Natural language region descriptions:
________________________

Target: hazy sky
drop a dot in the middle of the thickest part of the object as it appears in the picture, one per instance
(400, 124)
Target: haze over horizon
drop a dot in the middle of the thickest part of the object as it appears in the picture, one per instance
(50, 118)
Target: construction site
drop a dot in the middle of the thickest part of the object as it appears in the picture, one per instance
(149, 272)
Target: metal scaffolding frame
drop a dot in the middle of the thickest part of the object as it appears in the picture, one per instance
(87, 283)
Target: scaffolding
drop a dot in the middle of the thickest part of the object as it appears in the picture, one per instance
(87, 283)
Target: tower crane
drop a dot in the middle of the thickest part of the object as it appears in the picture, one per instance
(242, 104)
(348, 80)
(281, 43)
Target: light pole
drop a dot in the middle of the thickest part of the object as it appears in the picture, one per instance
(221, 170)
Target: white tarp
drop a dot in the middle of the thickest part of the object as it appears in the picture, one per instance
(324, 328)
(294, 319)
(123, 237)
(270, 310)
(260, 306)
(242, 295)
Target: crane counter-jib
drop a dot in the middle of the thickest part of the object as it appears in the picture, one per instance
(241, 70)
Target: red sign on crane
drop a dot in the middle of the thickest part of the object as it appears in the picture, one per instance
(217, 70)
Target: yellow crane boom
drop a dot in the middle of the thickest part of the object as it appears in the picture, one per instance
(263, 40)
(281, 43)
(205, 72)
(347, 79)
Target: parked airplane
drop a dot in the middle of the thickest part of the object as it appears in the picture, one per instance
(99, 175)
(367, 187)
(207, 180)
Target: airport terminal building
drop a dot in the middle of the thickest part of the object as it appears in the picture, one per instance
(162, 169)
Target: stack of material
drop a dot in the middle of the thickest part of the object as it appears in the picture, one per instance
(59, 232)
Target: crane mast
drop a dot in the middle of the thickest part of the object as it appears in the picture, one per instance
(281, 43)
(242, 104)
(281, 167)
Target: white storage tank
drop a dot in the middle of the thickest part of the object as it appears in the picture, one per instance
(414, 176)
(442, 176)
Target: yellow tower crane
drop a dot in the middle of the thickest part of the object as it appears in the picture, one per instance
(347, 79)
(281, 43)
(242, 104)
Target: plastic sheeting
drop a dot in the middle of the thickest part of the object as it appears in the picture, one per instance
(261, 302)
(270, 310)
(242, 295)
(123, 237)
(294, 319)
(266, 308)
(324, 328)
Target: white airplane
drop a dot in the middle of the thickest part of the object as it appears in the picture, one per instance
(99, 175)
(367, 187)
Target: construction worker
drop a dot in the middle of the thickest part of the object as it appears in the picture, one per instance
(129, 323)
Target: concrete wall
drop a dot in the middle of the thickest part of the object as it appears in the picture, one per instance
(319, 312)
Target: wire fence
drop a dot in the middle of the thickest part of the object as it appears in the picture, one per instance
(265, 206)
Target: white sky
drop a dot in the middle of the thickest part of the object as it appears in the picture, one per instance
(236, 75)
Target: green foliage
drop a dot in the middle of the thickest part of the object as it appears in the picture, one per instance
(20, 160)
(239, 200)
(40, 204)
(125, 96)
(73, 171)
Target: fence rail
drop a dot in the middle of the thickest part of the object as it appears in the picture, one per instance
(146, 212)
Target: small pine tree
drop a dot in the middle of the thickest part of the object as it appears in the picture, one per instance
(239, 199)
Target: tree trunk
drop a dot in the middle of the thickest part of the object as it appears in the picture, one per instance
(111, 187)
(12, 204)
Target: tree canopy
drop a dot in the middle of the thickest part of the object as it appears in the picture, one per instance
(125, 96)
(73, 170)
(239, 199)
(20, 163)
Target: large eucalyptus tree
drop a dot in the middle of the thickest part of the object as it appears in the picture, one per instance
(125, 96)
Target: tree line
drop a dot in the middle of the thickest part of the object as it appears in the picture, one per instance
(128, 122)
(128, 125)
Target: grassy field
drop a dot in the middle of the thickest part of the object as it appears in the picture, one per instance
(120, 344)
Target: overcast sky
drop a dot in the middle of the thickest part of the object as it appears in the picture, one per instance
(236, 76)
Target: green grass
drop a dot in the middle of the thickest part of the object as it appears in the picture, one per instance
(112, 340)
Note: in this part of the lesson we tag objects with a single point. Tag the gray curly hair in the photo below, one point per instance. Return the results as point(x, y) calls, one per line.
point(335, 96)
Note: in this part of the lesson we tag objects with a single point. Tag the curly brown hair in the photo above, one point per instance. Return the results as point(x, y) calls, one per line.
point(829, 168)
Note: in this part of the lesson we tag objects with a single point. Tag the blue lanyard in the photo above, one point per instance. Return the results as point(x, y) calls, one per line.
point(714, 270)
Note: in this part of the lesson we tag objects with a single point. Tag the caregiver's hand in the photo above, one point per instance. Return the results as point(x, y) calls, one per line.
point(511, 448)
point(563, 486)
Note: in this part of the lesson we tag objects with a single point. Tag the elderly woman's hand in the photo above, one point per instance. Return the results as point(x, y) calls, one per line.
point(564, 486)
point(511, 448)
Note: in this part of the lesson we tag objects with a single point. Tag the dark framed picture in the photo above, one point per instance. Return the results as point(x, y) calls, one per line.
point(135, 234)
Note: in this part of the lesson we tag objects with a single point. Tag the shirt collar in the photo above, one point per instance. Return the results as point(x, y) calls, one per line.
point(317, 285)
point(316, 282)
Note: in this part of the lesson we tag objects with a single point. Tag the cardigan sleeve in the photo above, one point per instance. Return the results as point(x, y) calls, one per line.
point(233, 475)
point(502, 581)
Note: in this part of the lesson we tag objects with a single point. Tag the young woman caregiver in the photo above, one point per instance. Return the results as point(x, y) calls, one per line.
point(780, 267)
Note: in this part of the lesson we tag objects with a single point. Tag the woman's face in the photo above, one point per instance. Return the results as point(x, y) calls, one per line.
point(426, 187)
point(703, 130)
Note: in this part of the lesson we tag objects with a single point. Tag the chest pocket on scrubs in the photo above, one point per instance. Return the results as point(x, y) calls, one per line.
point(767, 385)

________________________

• [Your goal]
Copy out every line of the data that includes "fence".

• [Task answer]
Target: wire fence
Target: fence rail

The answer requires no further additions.